> _과제 목표 1_
기록의 맨 첫 줄에서 시작해 "point(170, 69)"가 들어 있는 줄에서 멈추고, 양 끝 줄을 포함한 그 범위의 기록을 한 글자도 바꾸지 말고 옮겨 적으세요.

== 발췌 본문

개요

 


 

1. 모델 설명 | Used to

모델 설명
  • 모델명: MediaPipe BlazePose GHUM 3D
  • 구체적인 설명
Lite (3MB size), Full (6 MB size) and Heavy (26 MB size) models, to estimate the full 3D body pose of an individual in videos captured by a smartphone or web camera.
Optimized for on-device, real-time fitness applications: Lite model runs ~44 FPS on a CPU via XNNPack TFLite and ~49 FPS via TFLite GPU on a Pixel 3. Full model runs ~18 FPS on a CPU via XNNPack TFLite and ~40 FPS via TFLite GPU on a Pixel 3.
Heavy model runs ~4FPS on a CPU via XNNPack TFLite and ~19 FPS via TFLite GPU on a Pixel 3.

 

Used to
Applications
3D full body pose estimation for single-person videos on mobile, desktop and in browser.

Domain & Users
 - Augmented reality
 - 3D Pose and gesture recognition
 - Fitness and repetition counting
 - 3D pose measurements (angles / distances)

Out-of-scope applications
Multiple people in an image.
 - People too far away from the camera (e.g. further than 14 feet/4 meters)
 - Head is not visible Applications requiring metric accurate depth
 - Any form of surveillance or identity recognition is explicitly out of scope and not enabled by this technology

 


 

2. Model type 및 Model architecture

모델 카드 인용
Convolutional Neural Network: MobileNetV2-like with customized blocks for real-time performance.

 

Model type: CNN

 

Model architecture : MobileNetV2

 


 

3. input, output

Inputs
Regions in the video frames where a person has been detected.
Represented as a 256x256x3 array with aligned human full body part, centered by mid-hip in vertical body pose and rotation distortion of (-10, 10) . Channels order: RGB with values in [0.0, 1.0].

Output(s)
33x5 array corresponding to (x, y, z, visibility, presence).
 - X, Y coordinates are local to the region of interest and range from [0.0, 255.0].
 - Z coordinate is measured in "image pixels" like the X and Y coordinates and represents the distance relative to the plane of the subject's hips, which is the origin of the Z axis. Negative values are between the hips and the camera; positive values are behind the hips.

====
== 발췌 데이터

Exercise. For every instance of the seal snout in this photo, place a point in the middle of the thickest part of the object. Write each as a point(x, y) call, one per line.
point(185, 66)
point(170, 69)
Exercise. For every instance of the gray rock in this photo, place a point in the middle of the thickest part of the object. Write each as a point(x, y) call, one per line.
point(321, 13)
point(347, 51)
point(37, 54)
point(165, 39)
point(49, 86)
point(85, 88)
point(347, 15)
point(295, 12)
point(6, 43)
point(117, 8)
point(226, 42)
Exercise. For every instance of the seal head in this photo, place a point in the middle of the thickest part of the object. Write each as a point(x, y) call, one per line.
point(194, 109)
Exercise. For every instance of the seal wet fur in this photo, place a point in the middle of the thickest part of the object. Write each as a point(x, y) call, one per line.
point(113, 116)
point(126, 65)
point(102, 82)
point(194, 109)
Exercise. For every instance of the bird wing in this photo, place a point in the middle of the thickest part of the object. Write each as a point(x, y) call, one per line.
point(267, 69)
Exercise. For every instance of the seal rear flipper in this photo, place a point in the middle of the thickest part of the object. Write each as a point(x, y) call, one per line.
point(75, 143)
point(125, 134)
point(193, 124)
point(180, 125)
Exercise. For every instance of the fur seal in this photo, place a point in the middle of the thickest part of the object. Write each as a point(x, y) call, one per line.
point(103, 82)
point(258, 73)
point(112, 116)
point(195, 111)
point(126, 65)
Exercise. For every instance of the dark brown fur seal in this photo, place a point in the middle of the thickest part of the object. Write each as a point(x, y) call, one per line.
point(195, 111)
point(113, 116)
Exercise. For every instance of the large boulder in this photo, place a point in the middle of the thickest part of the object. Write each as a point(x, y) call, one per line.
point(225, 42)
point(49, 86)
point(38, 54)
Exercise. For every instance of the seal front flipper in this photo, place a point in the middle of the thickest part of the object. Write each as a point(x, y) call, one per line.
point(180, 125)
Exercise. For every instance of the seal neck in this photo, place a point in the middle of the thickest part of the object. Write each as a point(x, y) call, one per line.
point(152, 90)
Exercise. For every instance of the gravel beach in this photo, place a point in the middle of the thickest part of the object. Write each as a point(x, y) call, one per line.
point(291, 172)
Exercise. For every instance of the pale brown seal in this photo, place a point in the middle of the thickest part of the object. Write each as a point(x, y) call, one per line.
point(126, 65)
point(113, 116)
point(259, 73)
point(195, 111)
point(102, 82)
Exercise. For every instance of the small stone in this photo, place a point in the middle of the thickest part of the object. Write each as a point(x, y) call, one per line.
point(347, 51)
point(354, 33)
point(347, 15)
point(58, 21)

====

> _과제 목표 2_
다음 (a), (b), (c) 진술이 BlazePose 모델 설명과 일치하는지 각각 예 또는 아니요로 답하고, 판단 근거가 되는 본문 구절을 그대로 인용하세요. (a) Lite 모델은 Pixel 3의 CPU에서 약 44 FPS로 작동한다. (b) 한 이미지에 여러 사람이 등장하는 경우도 적용 범위에 포함된다. (c) 입력의 채널 순서는 BGR이다.

> _풀이 결과 1_
Exercise. For every instance of the seal snout in this photo, place a point in the middle of the thickest part of the object. Write each as a point(x, y) call, one per line.
point(185, 66)
point(170, 69)

> _풀이 결과 2_
(a) 예. "Lite model runs ~44 FPS on a CPU via XNNPack TFLite"
(b) 아니요. "Out-of-scope applications" 항목 아래에 "Multiple people in an image."가 적혀 있습니다.
(c) 아니요. "Channels order: RGB with values in [0.0, 1.0]."